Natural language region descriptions
<<<<
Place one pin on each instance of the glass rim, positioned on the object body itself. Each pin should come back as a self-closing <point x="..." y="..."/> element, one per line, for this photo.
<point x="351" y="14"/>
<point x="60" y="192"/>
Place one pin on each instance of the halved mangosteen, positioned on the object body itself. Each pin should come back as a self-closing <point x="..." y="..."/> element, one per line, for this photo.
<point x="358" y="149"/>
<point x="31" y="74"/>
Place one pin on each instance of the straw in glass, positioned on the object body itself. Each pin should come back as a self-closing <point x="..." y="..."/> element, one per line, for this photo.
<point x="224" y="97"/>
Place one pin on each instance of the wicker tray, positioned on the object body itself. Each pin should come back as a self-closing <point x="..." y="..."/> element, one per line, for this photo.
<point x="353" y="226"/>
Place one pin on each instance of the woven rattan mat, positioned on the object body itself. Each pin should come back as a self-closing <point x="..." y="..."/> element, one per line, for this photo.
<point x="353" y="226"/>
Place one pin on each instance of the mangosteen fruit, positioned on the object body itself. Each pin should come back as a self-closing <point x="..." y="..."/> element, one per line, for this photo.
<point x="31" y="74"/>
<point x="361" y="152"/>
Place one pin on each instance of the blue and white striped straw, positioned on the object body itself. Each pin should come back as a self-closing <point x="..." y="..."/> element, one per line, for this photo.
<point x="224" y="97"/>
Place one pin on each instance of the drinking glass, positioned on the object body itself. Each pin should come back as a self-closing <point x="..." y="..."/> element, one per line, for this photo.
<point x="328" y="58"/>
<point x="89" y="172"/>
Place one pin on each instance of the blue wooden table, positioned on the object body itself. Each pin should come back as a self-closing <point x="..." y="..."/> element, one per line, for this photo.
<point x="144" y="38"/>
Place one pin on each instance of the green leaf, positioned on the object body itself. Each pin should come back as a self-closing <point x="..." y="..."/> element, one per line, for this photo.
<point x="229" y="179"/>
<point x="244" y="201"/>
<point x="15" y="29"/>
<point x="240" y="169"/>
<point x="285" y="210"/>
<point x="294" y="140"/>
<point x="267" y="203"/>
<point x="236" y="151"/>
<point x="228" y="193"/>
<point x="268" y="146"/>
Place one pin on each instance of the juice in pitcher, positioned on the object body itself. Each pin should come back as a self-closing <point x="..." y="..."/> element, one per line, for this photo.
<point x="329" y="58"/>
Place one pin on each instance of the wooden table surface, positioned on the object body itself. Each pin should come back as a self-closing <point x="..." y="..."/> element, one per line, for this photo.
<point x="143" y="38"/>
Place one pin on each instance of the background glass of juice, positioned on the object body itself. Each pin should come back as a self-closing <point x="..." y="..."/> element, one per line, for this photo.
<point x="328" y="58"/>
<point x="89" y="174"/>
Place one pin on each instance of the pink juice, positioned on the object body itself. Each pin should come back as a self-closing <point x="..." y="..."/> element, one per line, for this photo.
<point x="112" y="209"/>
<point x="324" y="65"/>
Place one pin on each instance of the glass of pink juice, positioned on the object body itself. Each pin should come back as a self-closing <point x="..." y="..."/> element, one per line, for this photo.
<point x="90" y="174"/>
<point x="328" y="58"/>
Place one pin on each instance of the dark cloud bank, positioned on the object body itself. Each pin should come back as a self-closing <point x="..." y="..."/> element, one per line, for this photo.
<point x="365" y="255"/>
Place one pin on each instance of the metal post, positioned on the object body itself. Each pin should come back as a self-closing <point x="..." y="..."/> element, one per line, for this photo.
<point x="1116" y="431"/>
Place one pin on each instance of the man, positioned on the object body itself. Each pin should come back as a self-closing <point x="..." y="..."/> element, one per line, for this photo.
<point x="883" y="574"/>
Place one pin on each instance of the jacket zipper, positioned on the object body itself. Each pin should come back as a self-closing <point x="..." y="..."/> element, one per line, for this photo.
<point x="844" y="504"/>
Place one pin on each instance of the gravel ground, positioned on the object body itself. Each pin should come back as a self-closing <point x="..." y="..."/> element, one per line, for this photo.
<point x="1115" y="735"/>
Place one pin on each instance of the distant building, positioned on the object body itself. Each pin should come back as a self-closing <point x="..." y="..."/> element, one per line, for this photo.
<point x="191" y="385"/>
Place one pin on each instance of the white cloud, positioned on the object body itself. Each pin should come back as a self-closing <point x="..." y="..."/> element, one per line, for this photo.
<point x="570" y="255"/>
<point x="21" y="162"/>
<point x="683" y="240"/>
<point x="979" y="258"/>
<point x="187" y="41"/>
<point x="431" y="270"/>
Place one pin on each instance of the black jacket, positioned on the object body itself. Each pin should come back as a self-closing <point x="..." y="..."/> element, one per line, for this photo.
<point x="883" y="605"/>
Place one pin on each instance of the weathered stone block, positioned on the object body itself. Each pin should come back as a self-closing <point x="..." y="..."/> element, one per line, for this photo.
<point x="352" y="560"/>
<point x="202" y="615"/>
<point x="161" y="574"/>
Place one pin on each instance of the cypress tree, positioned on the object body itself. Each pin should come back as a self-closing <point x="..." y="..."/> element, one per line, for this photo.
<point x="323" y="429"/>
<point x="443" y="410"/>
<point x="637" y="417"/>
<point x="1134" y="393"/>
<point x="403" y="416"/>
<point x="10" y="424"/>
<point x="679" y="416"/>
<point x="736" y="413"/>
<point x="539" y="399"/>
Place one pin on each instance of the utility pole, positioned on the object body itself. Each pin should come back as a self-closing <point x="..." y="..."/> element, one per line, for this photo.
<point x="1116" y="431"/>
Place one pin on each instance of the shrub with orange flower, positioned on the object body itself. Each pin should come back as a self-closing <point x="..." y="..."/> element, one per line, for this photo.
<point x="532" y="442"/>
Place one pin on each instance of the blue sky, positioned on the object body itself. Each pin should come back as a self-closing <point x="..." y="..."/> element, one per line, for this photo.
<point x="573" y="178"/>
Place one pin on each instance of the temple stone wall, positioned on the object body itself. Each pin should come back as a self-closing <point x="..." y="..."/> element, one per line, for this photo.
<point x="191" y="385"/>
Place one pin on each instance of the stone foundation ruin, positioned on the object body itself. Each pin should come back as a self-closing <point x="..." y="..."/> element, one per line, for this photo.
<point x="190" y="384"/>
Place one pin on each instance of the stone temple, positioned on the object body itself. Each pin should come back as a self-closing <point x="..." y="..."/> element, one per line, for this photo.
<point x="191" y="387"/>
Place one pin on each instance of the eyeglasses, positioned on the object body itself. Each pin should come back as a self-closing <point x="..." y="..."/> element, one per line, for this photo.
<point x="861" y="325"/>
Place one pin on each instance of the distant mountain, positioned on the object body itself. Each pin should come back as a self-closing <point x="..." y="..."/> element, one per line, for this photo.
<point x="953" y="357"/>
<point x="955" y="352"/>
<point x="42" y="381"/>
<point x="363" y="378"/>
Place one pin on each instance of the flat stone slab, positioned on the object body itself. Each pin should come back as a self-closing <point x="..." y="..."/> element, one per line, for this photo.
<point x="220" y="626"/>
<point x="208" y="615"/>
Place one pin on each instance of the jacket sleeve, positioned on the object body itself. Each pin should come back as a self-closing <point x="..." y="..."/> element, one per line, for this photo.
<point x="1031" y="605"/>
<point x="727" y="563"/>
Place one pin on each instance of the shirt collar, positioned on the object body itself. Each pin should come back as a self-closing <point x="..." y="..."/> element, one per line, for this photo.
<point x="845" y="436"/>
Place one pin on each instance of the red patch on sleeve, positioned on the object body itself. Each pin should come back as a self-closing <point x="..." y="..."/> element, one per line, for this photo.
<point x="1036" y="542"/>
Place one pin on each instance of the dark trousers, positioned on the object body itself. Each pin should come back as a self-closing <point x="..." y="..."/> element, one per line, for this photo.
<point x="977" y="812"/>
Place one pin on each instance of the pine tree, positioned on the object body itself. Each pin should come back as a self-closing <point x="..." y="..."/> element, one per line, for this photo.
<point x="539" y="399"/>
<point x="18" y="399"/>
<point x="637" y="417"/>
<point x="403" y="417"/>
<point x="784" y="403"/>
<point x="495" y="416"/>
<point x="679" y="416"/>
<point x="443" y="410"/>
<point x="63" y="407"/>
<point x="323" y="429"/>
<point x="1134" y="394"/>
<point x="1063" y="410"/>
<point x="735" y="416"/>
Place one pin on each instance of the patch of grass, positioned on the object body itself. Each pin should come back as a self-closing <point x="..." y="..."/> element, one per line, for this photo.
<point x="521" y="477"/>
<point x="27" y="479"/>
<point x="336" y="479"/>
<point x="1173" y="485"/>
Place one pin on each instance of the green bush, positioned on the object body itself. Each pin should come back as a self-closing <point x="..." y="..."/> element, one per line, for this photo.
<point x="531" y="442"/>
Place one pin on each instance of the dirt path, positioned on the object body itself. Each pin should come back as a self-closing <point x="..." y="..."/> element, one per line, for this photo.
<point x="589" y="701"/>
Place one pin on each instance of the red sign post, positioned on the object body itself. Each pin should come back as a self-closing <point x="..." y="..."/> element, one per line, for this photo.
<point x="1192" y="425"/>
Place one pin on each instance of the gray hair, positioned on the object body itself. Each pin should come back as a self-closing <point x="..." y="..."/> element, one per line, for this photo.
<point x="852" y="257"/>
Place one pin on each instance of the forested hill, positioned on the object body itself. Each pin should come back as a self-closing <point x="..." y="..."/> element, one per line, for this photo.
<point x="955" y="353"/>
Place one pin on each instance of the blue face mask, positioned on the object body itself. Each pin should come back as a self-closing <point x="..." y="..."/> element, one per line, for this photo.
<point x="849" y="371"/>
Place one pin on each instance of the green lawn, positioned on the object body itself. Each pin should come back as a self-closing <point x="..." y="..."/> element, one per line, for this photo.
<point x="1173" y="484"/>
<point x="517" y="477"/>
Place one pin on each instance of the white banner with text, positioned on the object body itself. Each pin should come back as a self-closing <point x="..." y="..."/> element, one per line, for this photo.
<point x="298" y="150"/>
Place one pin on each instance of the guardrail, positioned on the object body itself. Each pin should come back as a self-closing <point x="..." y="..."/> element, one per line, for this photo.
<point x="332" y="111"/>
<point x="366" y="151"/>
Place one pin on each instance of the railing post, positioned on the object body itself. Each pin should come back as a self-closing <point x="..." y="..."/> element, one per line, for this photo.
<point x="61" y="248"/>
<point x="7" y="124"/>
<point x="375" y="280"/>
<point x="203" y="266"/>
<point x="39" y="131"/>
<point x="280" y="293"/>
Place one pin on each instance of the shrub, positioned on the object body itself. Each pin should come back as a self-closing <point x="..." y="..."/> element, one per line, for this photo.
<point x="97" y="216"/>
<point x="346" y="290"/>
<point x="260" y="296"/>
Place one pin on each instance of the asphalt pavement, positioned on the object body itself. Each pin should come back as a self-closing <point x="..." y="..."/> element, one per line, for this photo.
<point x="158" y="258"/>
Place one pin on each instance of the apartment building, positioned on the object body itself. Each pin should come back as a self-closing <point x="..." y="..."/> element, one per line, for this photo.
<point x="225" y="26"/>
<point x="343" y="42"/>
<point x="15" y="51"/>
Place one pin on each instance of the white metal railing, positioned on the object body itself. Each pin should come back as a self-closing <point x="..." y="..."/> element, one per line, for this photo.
>>>>
The line containing "Place one pin on each instance of the shrub, positioned" marks the start; retype it and each line after it through the end of the records above, exactly.

* _Output_:
Place one pin on each instance of the shrub, positioned on the object body itself. Each pin should come back as a self-closing <point x="..." y="..."/> element, one per line, for this photo.
<point x="97" y="216"/>
<point x="346" y="290"/>
<point x="260" y="296"/>
Place one pin on each instance of the asphalt pavement, positioned on the object body itself. Each pin should come back as a self-closing <point x="..." y="..."/> element, one per line, for this photo.
<point x="158" y="258"/>
Place one pin on each instance of the apartment building, positioned on the object body itself. Each pin should come back as a self-closing <point x="..." y="..."/> element, one per line, for this photo.
<point x="225" y="26"/>
<point x="343" y="42"/>
<point x="15" y="51"/>
Place one pin on each instance of the white metal railing, positioned on the object body itself. Each pin should come back as a self-closing <point x="..." y="..."/> element, one per line, for this photo.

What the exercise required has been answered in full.